Entries shown:

# # # #

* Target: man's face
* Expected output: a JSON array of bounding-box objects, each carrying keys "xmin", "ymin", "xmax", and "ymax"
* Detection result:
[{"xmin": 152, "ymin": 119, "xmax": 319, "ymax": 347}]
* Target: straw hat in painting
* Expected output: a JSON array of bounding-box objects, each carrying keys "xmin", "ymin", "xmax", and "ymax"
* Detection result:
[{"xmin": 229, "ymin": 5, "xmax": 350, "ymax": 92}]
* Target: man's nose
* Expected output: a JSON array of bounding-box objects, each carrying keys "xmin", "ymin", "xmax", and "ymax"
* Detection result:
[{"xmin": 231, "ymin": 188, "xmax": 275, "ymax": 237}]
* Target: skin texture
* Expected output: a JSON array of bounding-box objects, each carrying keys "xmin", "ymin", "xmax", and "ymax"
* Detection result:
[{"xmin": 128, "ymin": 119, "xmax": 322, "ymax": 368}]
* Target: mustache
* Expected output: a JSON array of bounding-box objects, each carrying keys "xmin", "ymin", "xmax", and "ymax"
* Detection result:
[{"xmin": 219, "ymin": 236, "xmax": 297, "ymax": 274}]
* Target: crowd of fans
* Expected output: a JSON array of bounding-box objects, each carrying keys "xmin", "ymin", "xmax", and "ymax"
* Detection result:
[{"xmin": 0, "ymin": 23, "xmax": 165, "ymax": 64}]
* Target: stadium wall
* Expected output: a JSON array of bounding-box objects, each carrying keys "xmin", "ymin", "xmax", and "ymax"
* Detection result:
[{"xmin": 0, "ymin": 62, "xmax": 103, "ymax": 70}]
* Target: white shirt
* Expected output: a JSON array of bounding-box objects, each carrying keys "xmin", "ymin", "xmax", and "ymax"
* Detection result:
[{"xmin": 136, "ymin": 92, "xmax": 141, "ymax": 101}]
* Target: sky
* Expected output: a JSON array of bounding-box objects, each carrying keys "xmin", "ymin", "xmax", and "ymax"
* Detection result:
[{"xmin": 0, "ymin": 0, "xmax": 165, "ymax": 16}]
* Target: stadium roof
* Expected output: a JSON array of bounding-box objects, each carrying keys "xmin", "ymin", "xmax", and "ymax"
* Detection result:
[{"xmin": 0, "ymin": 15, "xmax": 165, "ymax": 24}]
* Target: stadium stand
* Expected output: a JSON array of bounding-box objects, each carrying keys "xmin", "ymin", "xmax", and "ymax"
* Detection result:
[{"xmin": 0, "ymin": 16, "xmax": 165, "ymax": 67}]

# # # #

Directions for this task: Every entry must be set down again exactly as it reads.

Result of the exercise:
* Target: man's face
* Expected output: a JSON array of bounding-box objects, each carrying keys "xmin", "ymin", "xmax", and "ymax"
* Detection result:
[{"xmin": 152, "ymin": 119, "xmax": 319, "ymax": 347}]
* Target: straw hat in painting
* Expected output: a JSON array of bounding-box objects, each carrying keys "xmin", "ymin", "xmax", and "ymax"
* Detection result:
[{"xmin": 229, "ymin": 5, "xmax": 350, "ymax": 92}]
* Target: man's nose
* Expected output: a JSON array of bounding-box objects, each carrying keys "xmin", "ymin", "xmax", and "ymax"
* Detection result:
[{"xmin": 231, "ymin": 188, "xmax": 275, "ymax": 237}]
* Target: skin texture
* Expected output: a JSON array of bounding-box objects, each carrying keys "xmin", "ymin", "xmax", and "ymax"
* Detection result:
[{"xmin": 128, "ymin": 119, "xmax": 322, "ymax": 368}]
* Target: mustache
* Expected output: a JSON array of bounding-box objects, each carrying keys "xmin", "ymin", "xmax", and "ymax"
* Detection result:
[{"xmin": 219, "ymin": 236, "xmax": 297, "ymax": 274}]
* Target: crowd of fans
* Expected output: a JSON array of bounding-box objects, each carrying keys "xmin", "ymin", "xmax", and "ymax"
* Detection result:
[{"xmin": 0, "ymin": 23, "xmax": 165, "ymax": 64}]
* Target: stadium wall
* Expected output: a JSON array of bounding-box objects, each carrying keys "xmin", "ymin", "xmax", and "ymax"
* Detection result:
[{"xmin": 0, "ymin": 62, "xmax": 103, "ymax": 70}]
* Target: white shirt
* Expected output: a JSON array of bounding-box objects, each carrying keys "xmin", "ymin", "xmax", and "ymax"
* Detection result:
[{"xmin": 136, "ymin": 92, "xmax": 141, "ymax": 101}]
* Target: sky
* Expected output: a JSON array of bounding-box objects, each carrying keys "xmin", "ymin", "xmax", and "ymax"
* Detection result:
[{"xmin": 0, "ymin": 0, "xmax": 165, "ymax": 16}]
* Target: stadium roof
* Expected output: a JSON array of bounding-box objects, each carrying keys "xmin", "ymin", "xmax", and "ymax"
* Detection result:
[{"xmin": 0, "ymin": 15, "xmax": 165, "ymax": 24}]
* Target: stadium stand
* Expected output: a JSON array of bounding-box objects, each carrying keys "xmin", "ymin", "xmax", and "ymax"
* Detection result:
[{"xmin": 0, "ymin": 16, "xmax": 165, "ymax": 67}]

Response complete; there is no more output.